>>>>>

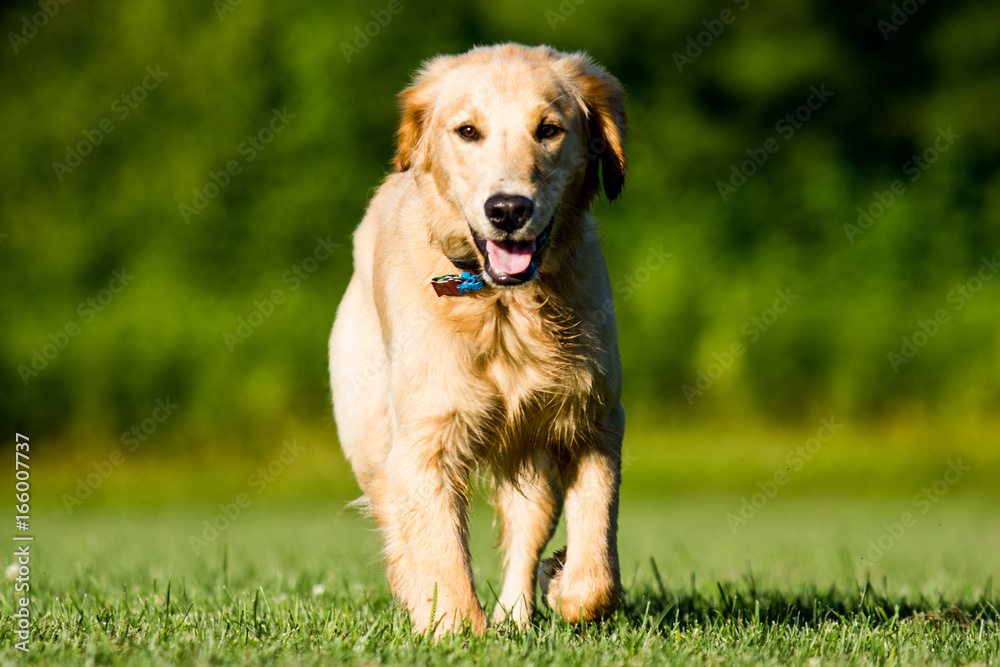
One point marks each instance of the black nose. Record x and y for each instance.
(509, 212)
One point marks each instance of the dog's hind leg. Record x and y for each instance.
(529, 511)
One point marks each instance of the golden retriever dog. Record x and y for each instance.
(478, 332)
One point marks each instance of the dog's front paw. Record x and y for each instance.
(578, 595)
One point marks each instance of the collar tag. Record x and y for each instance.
(454, 285)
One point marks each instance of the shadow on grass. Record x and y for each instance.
(811, 606)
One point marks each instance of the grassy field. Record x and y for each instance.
(300, 583)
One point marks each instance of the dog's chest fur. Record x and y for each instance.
(536, 378)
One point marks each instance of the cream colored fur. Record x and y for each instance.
(523, 381)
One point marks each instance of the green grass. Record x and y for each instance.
(301, 584)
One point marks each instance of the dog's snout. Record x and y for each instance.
(509, 212)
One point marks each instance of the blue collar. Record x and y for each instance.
(454, 285)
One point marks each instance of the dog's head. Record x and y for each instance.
(512, 138)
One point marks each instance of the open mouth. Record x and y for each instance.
(512, 262)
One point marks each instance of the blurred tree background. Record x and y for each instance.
(212, 215)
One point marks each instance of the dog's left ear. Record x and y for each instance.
(603, 100)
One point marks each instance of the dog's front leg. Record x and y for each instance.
(583, 583)
(421, 507)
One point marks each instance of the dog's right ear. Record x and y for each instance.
(414, 108)
(415, 105)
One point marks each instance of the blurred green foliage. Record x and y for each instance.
(230, 65)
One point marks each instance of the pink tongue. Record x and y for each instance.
(510, 257)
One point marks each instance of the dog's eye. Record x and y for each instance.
(468, 132)
(548, 131)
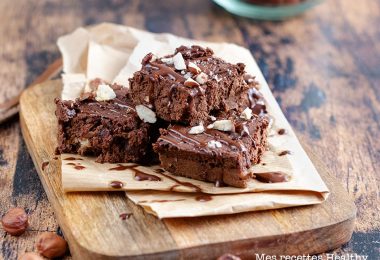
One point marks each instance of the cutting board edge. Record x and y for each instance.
(184, 251)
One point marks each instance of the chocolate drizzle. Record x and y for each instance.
(44, 164)
(179, 183)
(203, 198)
(159, 201)
(271, 177)
(284, 153)
(139, 175)
(72, 159)
(116, 184)
(124, 216)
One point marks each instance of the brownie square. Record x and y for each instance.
(108, 129)
(187, 86)
(219, 156)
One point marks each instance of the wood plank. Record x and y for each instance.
(91, 224)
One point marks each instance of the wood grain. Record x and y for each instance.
(91, 223)
(321, 66)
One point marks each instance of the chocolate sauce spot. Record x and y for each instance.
(116, 184)
(271, 177)
(159, 201)
(159, 170)
(142, 176)
(220, 183)
(122, 167)
(182, 183)
(2, 159)
(203, 198)
(72, 159)
(44, 164)
(139, 175)
(172, 188)
(281, 131)
(125, 216)
(284, 153)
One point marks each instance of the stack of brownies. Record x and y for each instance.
(202, 116)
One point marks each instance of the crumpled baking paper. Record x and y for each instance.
(114, 53)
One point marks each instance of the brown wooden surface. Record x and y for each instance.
(323, 67)
(93, 229)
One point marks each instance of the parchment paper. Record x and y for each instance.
(305, 185)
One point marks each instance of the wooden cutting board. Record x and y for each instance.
(94, 230)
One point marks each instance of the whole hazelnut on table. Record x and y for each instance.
(30, 256)
(51, 245)
(15, 221)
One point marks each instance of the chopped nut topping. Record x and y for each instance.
(197, 129)
(222, 125)
(202, 78)
(193, 68)
(179, 62)
(146, 114)
(191, 83)
(246, 114)
(214, 144)
(104, 93)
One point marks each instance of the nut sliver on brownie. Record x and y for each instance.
(219, 156)
(186, 86)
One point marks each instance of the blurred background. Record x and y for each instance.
(320, 58)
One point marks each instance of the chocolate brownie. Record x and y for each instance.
(189, 85)
(222, 152)
(105, 125)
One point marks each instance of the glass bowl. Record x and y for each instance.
(266, 12)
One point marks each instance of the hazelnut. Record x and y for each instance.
(30, 256)
(15, 221)
(51, 245)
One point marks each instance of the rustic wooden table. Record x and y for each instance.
(323, 67)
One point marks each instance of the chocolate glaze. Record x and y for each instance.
(44, 164)
(281, 131)
(139, 175)
(164, 70)
(125, 216)
(179, 183)
(271, 177)
(284, 153)
(203, 198)
(116, 184)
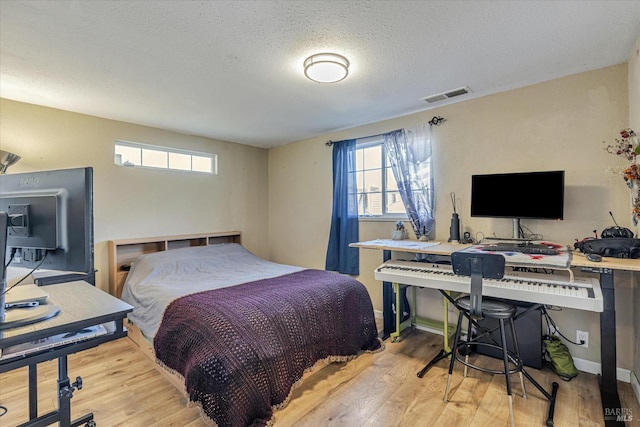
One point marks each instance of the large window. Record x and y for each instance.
(134, 154)
(378, 195)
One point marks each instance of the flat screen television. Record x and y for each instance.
(518, 195)
(46, 222)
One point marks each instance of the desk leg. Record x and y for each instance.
(395, 335)
(33, 391)
(608, 381)
(387, 303)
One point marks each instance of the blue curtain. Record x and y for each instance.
(344, 216)
(409, 152)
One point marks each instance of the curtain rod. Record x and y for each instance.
(435, 121)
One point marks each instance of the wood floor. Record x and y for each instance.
(122, 388)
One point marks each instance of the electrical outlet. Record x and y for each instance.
(582, 336)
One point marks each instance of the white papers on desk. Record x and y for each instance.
(400, 244)
(51, 342)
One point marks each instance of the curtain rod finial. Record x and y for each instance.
(436, 120)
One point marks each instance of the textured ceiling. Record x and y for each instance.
(232, 70)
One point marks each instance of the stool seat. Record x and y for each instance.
(491, 308)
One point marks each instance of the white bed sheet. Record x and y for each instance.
(157, 279)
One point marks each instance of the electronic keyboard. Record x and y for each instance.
(583, 293)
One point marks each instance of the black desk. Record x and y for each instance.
(81, 305)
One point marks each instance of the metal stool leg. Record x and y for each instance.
(468, 348)
(454, 349)
(517, 350)
(505, 357)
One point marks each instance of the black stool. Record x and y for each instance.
(473, 307)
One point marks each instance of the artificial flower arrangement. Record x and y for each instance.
(628, 147)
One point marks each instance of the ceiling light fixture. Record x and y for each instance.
(6, 160)
(326, 67)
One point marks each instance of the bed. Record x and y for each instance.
(238, 331)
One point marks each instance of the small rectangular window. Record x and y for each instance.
(133, 154)
(378, 195)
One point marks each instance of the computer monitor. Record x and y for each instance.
(520, 195)
(49, 226)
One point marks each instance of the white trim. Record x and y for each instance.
(635, 385)
(590, 367)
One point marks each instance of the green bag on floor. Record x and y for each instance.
(559, 358)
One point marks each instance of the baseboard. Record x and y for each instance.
(635, 385)
(590, 367)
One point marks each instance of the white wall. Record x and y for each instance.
(130, 202)
(559, 124)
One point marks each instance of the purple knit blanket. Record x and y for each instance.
(241, 349)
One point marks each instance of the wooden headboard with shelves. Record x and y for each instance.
(123, 252)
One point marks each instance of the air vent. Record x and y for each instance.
(447, 95)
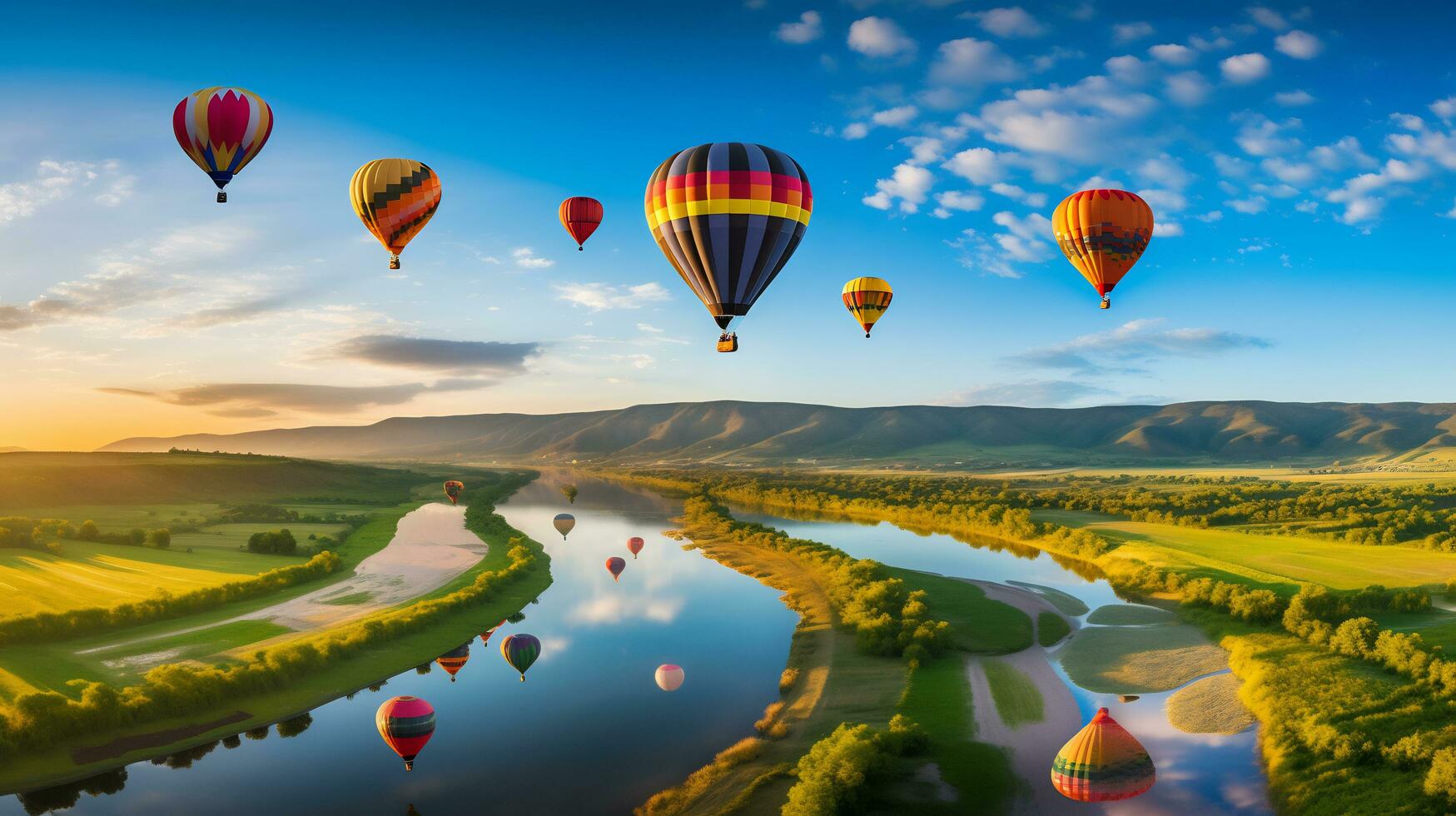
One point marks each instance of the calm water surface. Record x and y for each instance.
(1195, 773)
(587, 734)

<<<<<

__Problem to solve__: Return the entries unchanged, save for the pictures, which do not belong in the copy.

__Solution__:
One point marks each instance of the black nose. Record x and y for each instance.
(509, 212)
One point marks each instance of the dog's hind leg. Record x and y for each instance.
(529, 511)
One point marks each instance of the golden retriever dog. Record x and y for each instance.
(478, 332)
One point marks each instance of the dog's front paw. Record x and y for each instance.
(578, 595)
One point marks each instance of the collar tag. Record x and y for each instance.
(454, 285)
One point marks each instance of the shadow on grass. Record x and y for each instance.
(811, 606)
One point marks each instance of the grassy field. Record x and y for each instance.
(300, 583)
One point marks each instance of the dog's chest fur. Record x and y for each instance.
(536, 378)
One point marks each instance of the cream colored fur. Record x and y for each instance.
(523, 381)
One point marks each instance of the green grass. Record x and y for each instance.
(301, 584)
One point marks each instance of the dog's snout. Record x and y for each instance.
(509, 212)
One point marks each instance of the blue collar. Record x and y for each instance.
(454, 285)
One point marks each instance of the dog's head. Record x and y for each instance.
(512, 138)
One point marks each instance of the open mouth. Record x and y for each instance.
(512, 262)
One point marks each instance of the blurred tree background. Record x and y for each instance.
(212, 215)
One point marks each instance of the dog's left ear. Record x and y for each instance.
(603, 100)
One point marks each instance of the dog's front leg. Record x and y for each instance.
(583, 583)
(421, 507)
One point marks each instance of the dog's right ear. Record x and y for each instance.
(414, 108)
(415, 105)
One point marks each instance of the blurred green foliage. Record x and y for each instance.
(230, 65)
One point marks each instance of the pink tongue. Record x and y for each instance.
(510, 257)
One point marks each instance of the dog's eye. Record x and y for each instance.
(468, 132)
(548, 131)
One point marks each instance of the cutting board edge. Record x and y for each instance.
(184, 251)
One point marks each instance of the chocolate drizzle. Record x and y for each instance.
(44, 164)
(179, 183)
(203, 198)
(159, 201)
(271, 177)
(284, 153)
(139, 175)
(72, 159)
(116, 184)
(124, 216)
One point marks each instance of the brownie square. Record x and y for each instance.
(108, 129)
(187, 86)
(219, 156)
One point marks each instance of the wood plank. Record x and y for each instance.
(91, 224)
One point marks each instance of the wood grain. Record x and y for each instance.
(91, 223)
(321, 66)
One point marks each instance of the chocolate sauce spot. Record x and y for each instance.
(116, 184)
(271, 177)
(159, 201)
(159, 170)
(142, 176)
(220, 183)
(122, 167)
(182, 183)
(2, 159)
(203, 198)
(72, 159)
(44, 164)
(139, 175)
(172, 188)
(281, 131)
(125, 216)
(284, 153)
One point marks each instance of the stack of brownies. Record x and y for each instance.
(202, 116)
One point marks each instance of the crumpled baking paper. Record x and y for each instance.
(114, 53)
One point marks each instance of the brown wooden surface. Record x and y for each instance.
(323, 67)
(93, 229)
One point marks each instance of the parchment paper. Record x and y for each instance.
(305, 185)
One point marks each instance of the wooden cutting board. Record x and y for each instance.
(94, 230)
One point marks each instance of the whole hazelnut on table. Record x and y for each instance.
(30, 256)
(51, 245)
(15, 221)
One point marks each instance of the chopped nut topping. Record x and y for each instance.
(197, 129)
(222, 125)
(202, 78)
(193, 68)
(179, 62)
(146, 114)
(191, 83)
(246, 114)
(214, 144)
(104, 93)
One point marks each instance of the nut sliver on brownie. Record x and y for each instance.
(219, 156)
(186, 86)
One point marks each instance of the blurred background. Record x and y for each instance.
(320, 58)
One point marks each instance of the chocolate brownie. Record x and y for each instance.
(189, 85)
(222, 152)
(105, 125)
One point marks each instance of the glass bowl. Record x and y for each instance.
(266, 12)
One point marks each instance of the hazelnut. Record x and y for each instance.
(30, 256)
(15, 221)
(51, 245)
One point marks each instance of the rustic wooden table. Record x and y for each instance.
(323, 67)
One point marks each instance of the chocolate glaze. Record x and y for each instance.
(44, 164)
(281, 131)
(139, 175)
(164, 70)
(125, 216)
(179, 183)
(271, 177)
(284, 153)
(203, 198)
(116, 184)
One point marks each instance of the large window. Record x and y for each instance.
(134, 154)
(378, 195)
One point marks each instance of the flat screen television. Record x and y for each instance.
(518, 195)
(46, 222)
One point marks each instance of the desk leg. Record x and y for each instance.
(395, 335)
(33, 391)
(608, 381)
(387, 303)
One point marks each instance of the blue curtain. Record x and y for each instance.
(344, 216)
(409, 152)
One point marks each instance of the curtain rod. Record x and y for each instance.
(435, 121)
One point marks each instance of the wood floor. Record x and y for each instance.
(122, 388)
One point marks each instance of the electrical outlet. Record x and y for each instance.
(582, 336)
One point marks each instance of the white papers on desk. Record x and y for each instance.
(400, 244)
(51, 342)
One point marks each instance of the curtain rod finial. Record x and y for each instance.
(436, 120)
One point marks each instance of the textured ceiling. Record x and y for each instance.
(232, 70)
One point marks each instance of the stool seat. Record x and y for each instance.
(491, 308)
One point marks each instance of the white bed sheet. Record x and y for each instance.
(157, 279)
One point marks each instance of the electronic keyboard. Record x and y for each instance.
(583, 293)
One point marks each instance of the black desk. Record x and y for each instance.
(81, 305)
One point marks each instance of the metal stool leg. Record x and y for each instance.
(468, 348)
(454, 349)
(517, 350)
(505, 357)
One point marks each instance of the black stool. Record x and y for each instance.
(473, 307)
One point marks each instance of the artificial flower arrangement. Record x and y for each instance.
(628, 147)
One point marks each instance of the ceiling light fixture. Record x and y for each instance.
(6, 160)
(326, 67)
One point marks each instance of the bed. Record x and y for each instance.
(238, 331)
One point marks each instance of the small rectangular window. Record x and y for each instance.
(133, 154)
(378, 195)
One point marks each instance of the computer monitor. Record x and y for each instance.
(520, 195)
(49, 226)
One point marks each instance of the white trim. Record x and y for each instance.
(635, 385)
(590, 367)
One point marks each instance of the green bag on floor. Record x and y for each instance.
(559, 358)
One point marks each instance of the baseboard. Record x and y for each instance.
(635, 385)
(590, 367)
One point marks each instance of the white wall. Record x and y for each instance.
(130, 202)
(559, 124)
One point marks each instance of the purple knit blanket. Record x and y for each instance.
(241, 349)
One point marks each instance of the wooden headboard with shelves. Record x and y for each instance.
(123, 252)
One point marks each instance of the air vent. Record x and y for each instance.
(447, 95)
One point marks each instance of the calm water surface. Record x and y for each instance.
(1195, 773)
(587, 734)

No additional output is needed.